■ **Source passage**:
Minister of Autonomous Development of Nicaragua
- In office 1990s
- President: Violeta Chamorro

Member of the National Assembly of Nicaragua
- In office 2007 – 29 September 2023

Personal details
- Born: Brooklyn Rivera Bryan 24 September 1952 Zelaya, Nicaragua
- Died: 30 May 2026 (aged 73) Managua, Nicaragua
- Party: YATAMA
- Alma mater: National Autonomous University of Nicaragua
- Occupation: Miskito activist

= Brooklyn Rivera (politician) =

Nicaraguan Miskito activist and politician (1952–2026)

Brooklyn Rivera Bryan (24 September 1952 – 30 May 2026) was a Nicaraguan Miskito activist and politician. A member of YATAMA, he served as minister of autonomous development of Nicaragua in the 1990s and in the National Assembly of Nicaragua from 2007 to 2023.

== Early life and career ==
Rivera was born in the department of Zelaya, the son of Miskito parents. At the age of sixteen, he and his family moved to Managua. He attended the National Autonomous University of Nicaragua, earning his bachelor's degree in mathematics. Thereafter, he was involved in the Miskitu fight for political freedom and cultural recognition.

In 1986, Rivera survived an armed attack from Sandinista forces, which he survived from numerous military attacks and sought refugee status in San Andrés Island in Colombia. In 1987, he led an effort to unify Miskitu resistance, and in 1988, he and Steadman Fagoth founded the Indigenous political party YATAMA. In the 1990s, he was a professor at Bluefields Indian and Caribbean University. During the Violeta Chamorro administration, he served as minister of autonomous development of Nicaragua.

He served in the National Assembly of Nicaragua from 2007 until 29 September 2023. During his service in the National Assembly, in April 2023, he participated in a meeting of the United Nations, and spoke out against the government of Nicaragua. After returning to Nicaragua, he was arrested on 29 September 2023 in Bilwi, and was accused of terrorism. Following the arrest, on 4 October 2023, his political party's legal status was revoked by the Supreme Electoral Council of Nicaragua. He was imprisoned at the Nicaragua Prison until his death in 2026.

== Personal life and death ==
On 27 May 2026, Co-Presidents Daniel Ortega and Rosario Murillo released photos of Rivera who was hooked up to multiple tubes in a hospital bed. According to the Associated Press, the United States demanded release of Rivera after seeing the critical condition that he was in.

Rivera died at the Fernando Velez Paiz Hospital in Managua, on 30 May 2026, at the age of 73. On 31 May 2026, Co-Presidents Ortega and Murillo claimed that Rivera had died of a bacteria infection from COVID-19.

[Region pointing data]

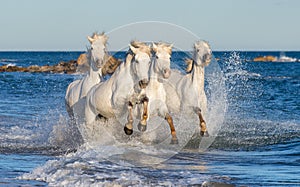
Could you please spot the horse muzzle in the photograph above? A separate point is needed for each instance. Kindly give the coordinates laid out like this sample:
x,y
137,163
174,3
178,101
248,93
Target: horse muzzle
x,y
143,83
166,73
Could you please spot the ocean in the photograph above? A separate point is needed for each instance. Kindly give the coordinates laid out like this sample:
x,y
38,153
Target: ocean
x,y
253,119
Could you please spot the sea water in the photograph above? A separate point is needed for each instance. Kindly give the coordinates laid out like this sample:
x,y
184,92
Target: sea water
x,y
254,120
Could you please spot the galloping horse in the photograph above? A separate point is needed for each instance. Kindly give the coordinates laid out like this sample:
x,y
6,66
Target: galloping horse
x,y
159,71
96,57
190,87
125,87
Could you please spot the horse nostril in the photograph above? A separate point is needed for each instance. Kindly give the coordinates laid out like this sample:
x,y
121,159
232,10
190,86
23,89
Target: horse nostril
x,y
143,83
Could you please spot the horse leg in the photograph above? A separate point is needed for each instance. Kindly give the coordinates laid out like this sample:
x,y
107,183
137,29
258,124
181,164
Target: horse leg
x,y
173,132
203,131
142,126
128,128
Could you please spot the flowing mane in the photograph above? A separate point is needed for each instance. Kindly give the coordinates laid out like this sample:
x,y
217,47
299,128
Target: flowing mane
x,y
163,47
141,46
189,65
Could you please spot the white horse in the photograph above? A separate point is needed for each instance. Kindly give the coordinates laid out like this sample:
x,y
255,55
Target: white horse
x,y
190,87
155,91
125,87
97,56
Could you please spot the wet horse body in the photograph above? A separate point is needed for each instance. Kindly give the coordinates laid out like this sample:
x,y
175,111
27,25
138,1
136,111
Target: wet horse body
x,y
111,98
190,87
96,56
159,72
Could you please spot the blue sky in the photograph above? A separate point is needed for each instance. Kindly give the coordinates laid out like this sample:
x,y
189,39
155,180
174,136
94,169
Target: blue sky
x,y
226,24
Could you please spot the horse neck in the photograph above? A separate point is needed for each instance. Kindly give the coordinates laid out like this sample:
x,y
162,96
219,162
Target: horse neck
x,y
197,76
94,72
152,73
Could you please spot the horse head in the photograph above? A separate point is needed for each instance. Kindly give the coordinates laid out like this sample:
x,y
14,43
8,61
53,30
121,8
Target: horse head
x,y
140,62
202,53
162,59
97,51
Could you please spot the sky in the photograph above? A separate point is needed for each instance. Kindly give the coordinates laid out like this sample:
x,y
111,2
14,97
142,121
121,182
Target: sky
x,y
63,25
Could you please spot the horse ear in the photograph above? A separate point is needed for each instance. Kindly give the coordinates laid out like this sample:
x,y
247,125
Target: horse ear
x,y
170,48
154,47
133,49
90,39
105,38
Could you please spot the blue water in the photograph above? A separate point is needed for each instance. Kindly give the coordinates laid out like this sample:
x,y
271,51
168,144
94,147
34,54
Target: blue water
x,y
257,143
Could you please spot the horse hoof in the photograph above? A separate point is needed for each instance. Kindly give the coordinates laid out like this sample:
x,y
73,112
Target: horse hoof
x,y
128,131
174,141
142,128
204,134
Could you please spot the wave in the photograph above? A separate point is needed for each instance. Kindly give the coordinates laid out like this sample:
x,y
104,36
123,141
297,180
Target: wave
x,y
8,60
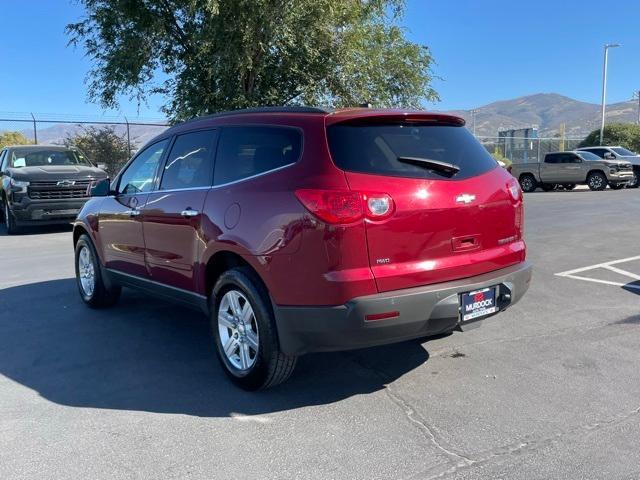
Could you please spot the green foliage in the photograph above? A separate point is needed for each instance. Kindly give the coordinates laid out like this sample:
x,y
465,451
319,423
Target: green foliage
x,y
13,138
497,154
213,55
102,146
626,135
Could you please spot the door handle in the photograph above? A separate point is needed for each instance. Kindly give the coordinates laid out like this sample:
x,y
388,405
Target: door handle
x,y
189,213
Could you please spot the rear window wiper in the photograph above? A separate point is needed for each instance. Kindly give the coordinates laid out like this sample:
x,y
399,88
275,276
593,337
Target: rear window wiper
x,y
437,165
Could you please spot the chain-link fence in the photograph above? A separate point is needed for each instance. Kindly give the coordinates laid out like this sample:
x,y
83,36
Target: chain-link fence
x,y
57,129
527,150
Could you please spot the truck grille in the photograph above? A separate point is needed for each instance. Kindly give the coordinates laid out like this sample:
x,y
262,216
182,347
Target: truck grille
x,y
59,189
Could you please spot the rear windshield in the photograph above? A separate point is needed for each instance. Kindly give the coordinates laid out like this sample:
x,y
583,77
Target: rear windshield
x,y
43,158
375,149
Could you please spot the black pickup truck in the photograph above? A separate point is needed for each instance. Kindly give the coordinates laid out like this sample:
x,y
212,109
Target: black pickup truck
x,y
43,184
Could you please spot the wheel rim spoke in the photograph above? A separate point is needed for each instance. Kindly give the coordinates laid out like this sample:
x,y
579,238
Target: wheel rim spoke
x,y
238,330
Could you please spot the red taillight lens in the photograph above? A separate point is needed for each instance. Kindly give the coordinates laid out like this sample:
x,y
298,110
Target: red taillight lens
x,y
346,206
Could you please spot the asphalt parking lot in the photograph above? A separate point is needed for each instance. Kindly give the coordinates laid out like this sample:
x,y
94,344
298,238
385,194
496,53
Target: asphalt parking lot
x,y
548,389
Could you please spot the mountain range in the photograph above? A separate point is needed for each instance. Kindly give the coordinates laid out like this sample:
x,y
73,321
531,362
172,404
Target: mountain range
x,y
547,111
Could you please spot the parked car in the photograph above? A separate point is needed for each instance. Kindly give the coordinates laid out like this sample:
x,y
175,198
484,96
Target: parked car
x,y
618,153
303,230
568,169
44,184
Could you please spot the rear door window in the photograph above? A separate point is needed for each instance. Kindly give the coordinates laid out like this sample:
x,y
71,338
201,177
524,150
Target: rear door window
x,y
375,149
190,162
244,152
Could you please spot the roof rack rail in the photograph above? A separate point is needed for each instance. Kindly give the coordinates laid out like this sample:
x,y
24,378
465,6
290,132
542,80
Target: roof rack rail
x,y
276,109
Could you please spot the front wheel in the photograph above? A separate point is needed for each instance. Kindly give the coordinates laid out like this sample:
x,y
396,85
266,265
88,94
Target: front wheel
x,y
244,331
597,181
94,291
9,219
528,184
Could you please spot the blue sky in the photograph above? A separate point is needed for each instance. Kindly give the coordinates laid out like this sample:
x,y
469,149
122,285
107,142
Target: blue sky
x,y
484,50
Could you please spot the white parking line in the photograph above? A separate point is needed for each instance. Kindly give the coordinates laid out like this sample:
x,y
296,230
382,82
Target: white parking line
x,y
608,266
598,265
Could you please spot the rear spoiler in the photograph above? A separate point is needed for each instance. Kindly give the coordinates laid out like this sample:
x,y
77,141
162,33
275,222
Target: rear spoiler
x,y
368,116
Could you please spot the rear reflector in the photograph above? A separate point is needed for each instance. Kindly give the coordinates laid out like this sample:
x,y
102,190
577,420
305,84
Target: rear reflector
x,y
381,316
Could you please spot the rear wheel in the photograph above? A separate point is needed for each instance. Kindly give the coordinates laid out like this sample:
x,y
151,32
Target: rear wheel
x,y
597,181
94,291
528,183
244,332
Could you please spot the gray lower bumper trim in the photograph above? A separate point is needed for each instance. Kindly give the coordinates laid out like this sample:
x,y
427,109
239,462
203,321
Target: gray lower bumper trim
x,y
424,311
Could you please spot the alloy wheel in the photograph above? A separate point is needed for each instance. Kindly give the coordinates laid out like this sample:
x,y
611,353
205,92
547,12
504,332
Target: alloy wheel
x,y
238,330
86,272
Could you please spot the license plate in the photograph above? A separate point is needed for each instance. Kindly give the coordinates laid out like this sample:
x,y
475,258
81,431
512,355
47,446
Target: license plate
x,y
478,304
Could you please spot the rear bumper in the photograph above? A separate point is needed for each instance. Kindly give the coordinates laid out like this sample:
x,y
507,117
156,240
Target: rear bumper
x,y
424,311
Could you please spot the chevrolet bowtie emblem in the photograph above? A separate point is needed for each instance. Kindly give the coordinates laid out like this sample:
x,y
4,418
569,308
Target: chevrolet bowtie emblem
x,y
465,198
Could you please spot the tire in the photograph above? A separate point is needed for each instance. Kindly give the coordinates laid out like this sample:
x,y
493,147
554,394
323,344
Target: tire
x,y
10,220
528,183
597,181
101,294
254,338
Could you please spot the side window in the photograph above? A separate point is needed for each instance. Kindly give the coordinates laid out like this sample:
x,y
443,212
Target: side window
x,y
247,151
139,175
598,151
190,162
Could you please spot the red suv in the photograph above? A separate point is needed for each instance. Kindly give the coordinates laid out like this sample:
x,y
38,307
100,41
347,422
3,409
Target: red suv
x,y
301,230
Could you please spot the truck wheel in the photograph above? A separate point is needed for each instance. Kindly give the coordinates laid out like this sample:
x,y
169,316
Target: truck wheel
x,y
528,183
244,330
597,181
93,289
10,220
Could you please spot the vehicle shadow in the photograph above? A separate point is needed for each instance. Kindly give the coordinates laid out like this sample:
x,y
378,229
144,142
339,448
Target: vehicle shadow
x,y
148,355
37,230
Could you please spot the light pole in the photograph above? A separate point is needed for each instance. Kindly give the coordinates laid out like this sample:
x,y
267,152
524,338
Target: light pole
x,y
604,84
473,117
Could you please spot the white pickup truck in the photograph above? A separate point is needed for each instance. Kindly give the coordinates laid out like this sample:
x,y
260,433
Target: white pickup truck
x,y
568,169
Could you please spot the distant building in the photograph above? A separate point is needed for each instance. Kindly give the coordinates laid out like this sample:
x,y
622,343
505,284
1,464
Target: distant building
x,y
519,145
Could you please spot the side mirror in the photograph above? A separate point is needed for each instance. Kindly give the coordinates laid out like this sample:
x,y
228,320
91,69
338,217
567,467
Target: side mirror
x,y
101,189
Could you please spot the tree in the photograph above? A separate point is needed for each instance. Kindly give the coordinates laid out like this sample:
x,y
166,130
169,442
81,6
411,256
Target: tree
x,y
13,138
213,55
626,135
102,146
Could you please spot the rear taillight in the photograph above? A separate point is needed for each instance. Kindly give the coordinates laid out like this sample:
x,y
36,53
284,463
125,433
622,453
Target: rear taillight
x,y
516,195
341,207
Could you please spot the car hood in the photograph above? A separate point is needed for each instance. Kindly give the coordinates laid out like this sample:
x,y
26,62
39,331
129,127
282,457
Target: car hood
x,y
56,172
633,159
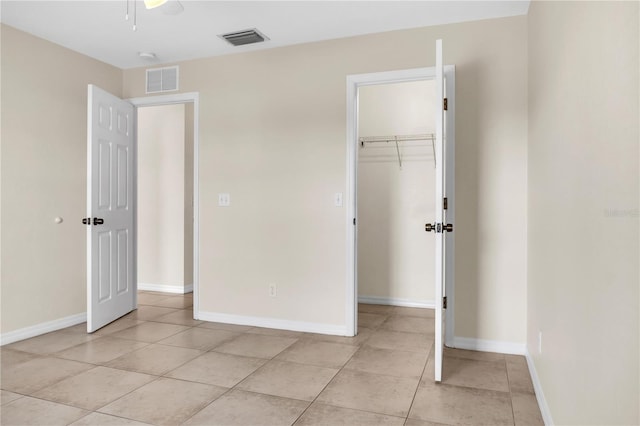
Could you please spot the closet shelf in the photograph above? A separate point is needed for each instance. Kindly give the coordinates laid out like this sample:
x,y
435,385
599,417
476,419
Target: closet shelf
x,y
397,139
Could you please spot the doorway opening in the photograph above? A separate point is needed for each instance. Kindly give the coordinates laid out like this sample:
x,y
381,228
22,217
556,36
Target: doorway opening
x,y
389,170
167,200
165,205
396,189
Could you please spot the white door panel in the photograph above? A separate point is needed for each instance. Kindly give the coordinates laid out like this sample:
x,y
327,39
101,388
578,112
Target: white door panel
x,y
111,288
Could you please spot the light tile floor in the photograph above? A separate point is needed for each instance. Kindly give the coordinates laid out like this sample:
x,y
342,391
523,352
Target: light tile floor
x,y
159,366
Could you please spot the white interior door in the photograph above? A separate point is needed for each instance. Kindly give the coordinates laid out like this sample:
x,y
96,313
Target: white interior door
x,y
111,288
440,227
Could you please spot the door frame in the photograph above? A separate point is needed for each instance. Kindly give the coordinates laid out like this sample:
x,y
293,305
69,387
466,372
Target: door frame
x,y
354,82
178,98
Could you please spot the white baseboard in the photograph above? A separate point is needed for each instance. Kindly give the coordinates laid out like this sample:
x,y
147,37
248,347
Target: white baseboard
x,y
407,303
42,328
163,288
489,345
537,386
306,327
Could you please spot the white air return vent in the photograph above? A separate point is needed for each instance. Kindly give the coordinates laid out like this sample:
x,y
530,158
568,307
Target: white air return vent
x,y
240,38
162,79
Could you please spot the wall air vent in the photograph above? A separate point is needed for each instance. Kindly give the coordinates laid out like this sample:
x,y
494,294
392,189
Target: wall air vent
x,y
240,38
162,79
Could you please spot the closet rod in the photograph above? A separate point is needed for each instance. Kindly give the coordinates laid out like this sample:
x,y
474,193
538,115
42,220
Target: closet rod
x,y
402,138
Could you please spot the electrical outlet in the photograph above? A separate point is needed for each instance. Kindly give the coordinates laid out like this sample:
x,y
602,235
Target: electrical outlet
x,y
224,200
539,342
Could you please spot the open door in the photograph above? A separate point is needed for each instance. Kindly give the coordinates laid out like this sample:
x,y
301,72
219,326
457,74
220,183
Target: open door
x,y
440,227
111,269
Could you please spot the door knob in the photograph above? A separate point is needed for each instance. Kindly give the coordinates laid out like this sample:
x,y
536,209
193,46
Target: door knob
x,y
438,227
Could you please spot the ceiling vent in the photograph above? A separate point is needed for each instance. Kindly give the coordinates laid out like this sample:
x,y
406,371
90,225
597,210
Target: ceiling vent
x,y
240,38
162,79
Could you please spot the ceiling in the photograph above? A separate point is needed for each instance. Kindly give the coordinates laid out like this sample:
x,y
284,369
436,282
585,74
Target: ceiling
x,y
98,28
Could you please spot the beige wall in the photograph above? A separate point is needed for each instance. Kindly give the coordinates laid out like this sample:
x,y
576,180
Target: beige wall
x,y
583,209
395,255
44,138
273,127
161,195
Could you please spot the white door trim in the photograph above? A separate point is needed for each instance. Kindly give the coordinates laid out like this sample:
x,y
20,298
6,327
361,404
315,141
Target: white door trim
x,y
183,98
353,83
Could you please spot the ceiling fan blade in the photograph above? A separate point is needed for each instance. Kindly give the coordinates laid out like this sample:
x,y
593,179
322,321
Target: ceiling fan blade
x,y
173,7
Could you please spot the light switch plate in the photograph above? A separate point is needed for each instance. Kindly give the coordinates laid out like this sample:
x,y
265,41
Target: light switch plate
x,y
337,199
224,200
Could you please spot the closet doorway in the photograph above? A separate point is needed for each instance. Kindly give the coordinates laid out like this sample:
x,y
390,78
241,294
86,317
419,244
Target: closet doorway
x,y
396,190
391,119
165,225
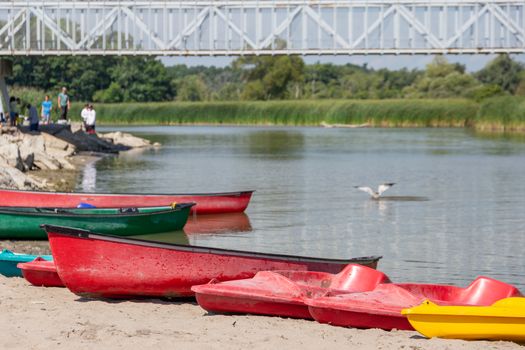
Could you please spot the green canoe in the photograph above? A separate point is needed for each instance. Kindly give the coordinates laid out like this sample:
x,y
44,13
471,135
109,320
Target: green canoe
x,y
24,223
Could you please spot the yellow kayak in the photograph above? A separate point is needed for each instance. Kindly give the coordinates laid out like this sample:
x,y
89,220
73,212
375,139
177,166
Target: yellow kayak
x,y
503,320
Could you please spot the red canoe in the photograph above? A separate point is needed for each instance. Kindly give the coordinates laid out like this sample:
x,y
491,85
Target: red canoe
x,y
96,265
207,203
41,273
381,308
283,293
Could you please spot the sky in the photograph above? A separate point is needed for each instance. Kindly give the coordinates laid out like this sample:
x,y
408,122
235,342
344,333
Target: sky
x,y
472,62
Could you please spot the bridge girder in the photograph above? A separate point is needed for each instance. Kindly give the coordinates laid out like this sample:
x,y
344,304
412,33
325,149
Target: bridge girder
x,y
252,27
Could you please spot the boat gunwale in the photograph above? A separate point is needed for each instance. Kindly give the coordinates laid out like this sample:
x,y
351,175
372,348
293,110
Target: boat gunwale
x,y
203,194
13,211
86,234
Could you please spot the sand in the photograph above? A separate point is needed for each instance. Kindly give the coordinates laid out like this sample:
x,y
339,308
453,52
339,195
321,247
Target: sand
x,y
54,318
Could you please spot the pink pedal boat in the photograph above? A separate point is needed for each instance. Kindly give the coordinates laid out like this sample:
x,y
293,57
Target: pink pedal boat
x,y
283,293
381,307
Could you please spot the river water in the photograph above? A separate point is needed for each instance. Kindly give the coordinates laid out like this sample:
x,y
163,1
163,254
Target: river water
x,y
457,210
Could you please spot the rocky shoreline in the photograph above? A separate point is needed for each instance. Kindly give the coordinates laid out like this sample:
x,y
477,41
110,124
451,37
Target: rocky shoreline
x,y
51,158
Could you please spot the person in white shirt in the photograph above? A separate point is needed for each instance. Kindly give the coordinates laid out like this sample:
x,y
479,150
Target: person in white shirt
x,y
33,117
90,119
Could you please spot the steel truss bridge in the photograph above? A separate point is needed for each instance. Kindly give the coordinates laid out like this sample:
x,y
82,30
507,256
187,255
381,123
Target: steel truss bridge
x,y
258,27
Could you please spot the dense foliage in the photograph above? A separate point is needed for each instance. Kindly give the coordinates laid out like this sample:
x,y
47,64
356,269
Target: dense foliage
x,y
145,79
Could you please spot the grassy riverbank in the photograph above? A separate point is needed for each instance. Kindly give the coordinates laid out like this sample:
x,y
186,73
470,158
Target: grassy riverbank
x,y
501,114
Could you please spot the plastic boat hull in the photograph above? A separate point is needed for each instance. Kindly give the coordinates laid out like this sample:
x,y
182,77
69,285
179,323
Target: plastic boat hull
x,y
381,308
96,265
10,260
283,293
41,273
503,320
206,203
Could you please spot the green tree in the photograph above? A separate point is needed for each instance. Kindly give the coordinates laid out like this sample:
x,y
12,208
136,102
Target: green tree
x,y
269,77
113,94
142,79
191,88
442,79
501,71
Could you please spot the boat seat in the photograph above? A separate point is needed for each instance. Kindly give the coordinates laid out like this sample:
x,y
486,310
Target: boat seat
x,y
485,291
358,278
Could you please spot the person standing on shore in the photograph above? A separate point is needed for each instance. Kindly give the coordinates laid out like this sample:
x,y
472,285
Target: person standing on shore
x,y
47,105
13,111
64,103
32,114
90,120
84,114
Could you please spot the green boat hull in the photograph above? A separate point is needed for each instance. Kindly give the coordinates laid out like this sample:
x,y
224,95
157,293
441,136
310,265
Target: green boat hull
x,y
24,223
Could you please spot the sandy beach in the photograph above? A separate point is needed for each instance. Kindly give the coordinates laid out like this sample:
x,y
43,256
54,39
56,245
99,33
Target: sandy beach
x,y
54,318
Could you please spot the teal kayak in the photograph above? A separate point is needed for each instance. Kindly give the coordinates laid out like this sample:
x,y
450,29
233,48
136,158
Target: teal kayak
x,y
9,260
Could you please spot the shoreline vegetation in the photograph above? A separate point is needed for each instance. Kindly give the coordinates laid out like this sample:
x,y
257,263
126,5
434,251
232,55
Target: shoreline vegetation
x,y
498,114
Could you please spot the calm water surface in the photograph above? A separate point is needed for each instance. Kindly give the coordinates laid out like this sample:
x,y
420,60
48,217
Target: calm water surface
x,y
456,211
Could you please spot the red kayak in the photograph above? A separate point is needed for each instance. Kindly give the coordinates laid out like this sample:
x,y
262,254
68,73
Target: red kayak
x,y
97,265
283,293
207,203
381,308
41,273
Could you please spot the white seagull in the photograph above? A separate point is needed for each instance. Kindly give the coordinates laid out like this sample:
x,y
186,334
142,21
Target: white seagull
x,y
375,195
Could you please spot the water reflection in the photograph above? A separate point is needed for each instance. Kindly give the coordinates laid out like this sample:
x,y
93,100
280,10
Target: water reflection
x,y
402,199
466,220
218,224
285,144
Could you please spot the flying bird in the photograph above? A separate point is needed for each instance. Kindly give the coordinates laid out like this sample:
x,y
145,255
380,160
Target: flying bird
x,y
375,195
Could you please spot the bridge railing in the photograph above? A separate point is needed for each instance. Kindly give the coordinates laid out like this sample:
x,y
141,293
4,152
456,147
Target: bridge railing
x,y
255,27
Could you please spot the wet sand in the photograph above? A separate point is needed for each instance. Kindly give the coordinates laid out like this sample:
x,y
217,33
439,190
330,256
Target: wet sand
x,y
54,318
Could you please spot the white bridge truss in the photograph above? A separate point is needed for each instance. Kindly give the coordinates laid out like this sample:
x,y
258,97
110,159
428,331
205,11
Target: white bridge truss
x,y
255,27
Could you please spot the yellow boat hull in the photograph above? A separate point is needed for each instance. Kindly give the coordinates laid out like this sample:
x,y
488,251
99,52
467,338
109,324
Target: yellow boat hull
x,y
503,320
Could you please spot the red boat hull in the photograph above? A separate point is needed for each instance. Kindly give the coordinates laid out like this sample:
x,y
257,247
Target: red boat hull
x,y
283,293
206,203
41,273
381,308
107,266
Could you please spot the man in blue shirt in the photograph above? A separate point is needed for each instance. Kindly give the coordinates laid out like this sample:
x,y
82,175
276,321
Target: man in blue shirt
x,y
46,110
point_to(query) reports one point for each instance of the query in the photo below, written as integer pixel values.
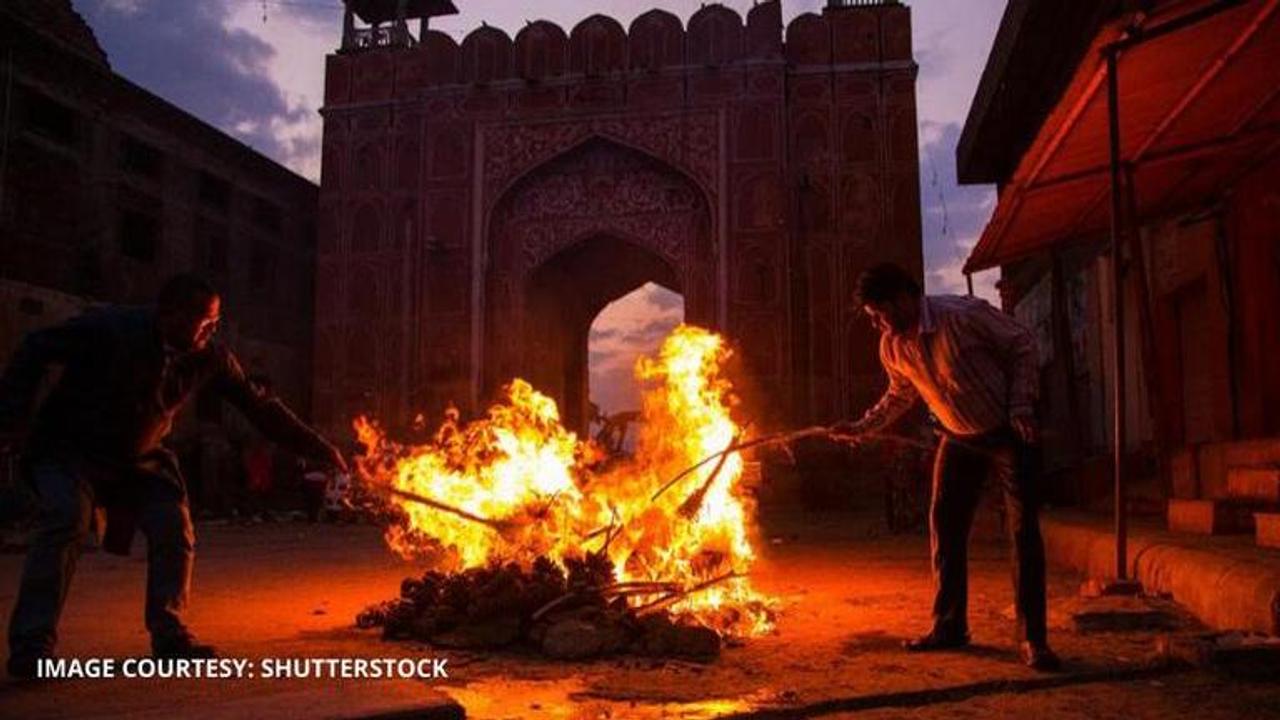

■ **Exercise tasks**:
(1) Echo the Brooklyn Rivera biography word for word, between "Personal details" and "2007 to 2023.", inclusive.
(2) Per the Brooklyn Rivera biography, what prompted the United States to demand Rivera's release, and which news agency reported it?
None of the entries are used here.

■ **Per-task answers**:
(1)
Personal details
- Born: Brooklyn Rivera Bryan 24 September 1952 Zelaya, Nicaragua
- Died: 30 May 2026 (aged 73) Managua, Nicaragua
- Party: YATAMA
- Alma mater: National Autonomous University of Nicaragua
- Occupation: Miskito activist

= Brooklyn Rivera (politician) =

Nicaraguan Miskito activist and politician (1952–2026)

Brooklyn Rivera Bryan (24 September 1952 – 30 May 2026) was a Nicaraguan Miskito activist and politician. A member of YATAMA, he served as minister of autonomous development of Nicaragua in the 1990s and in the National Assembly of Nicaragua from 2007 to 2023.

(2) The Associated Press reported that the United States demanded Rivera's release after seeing the critical condition he was in.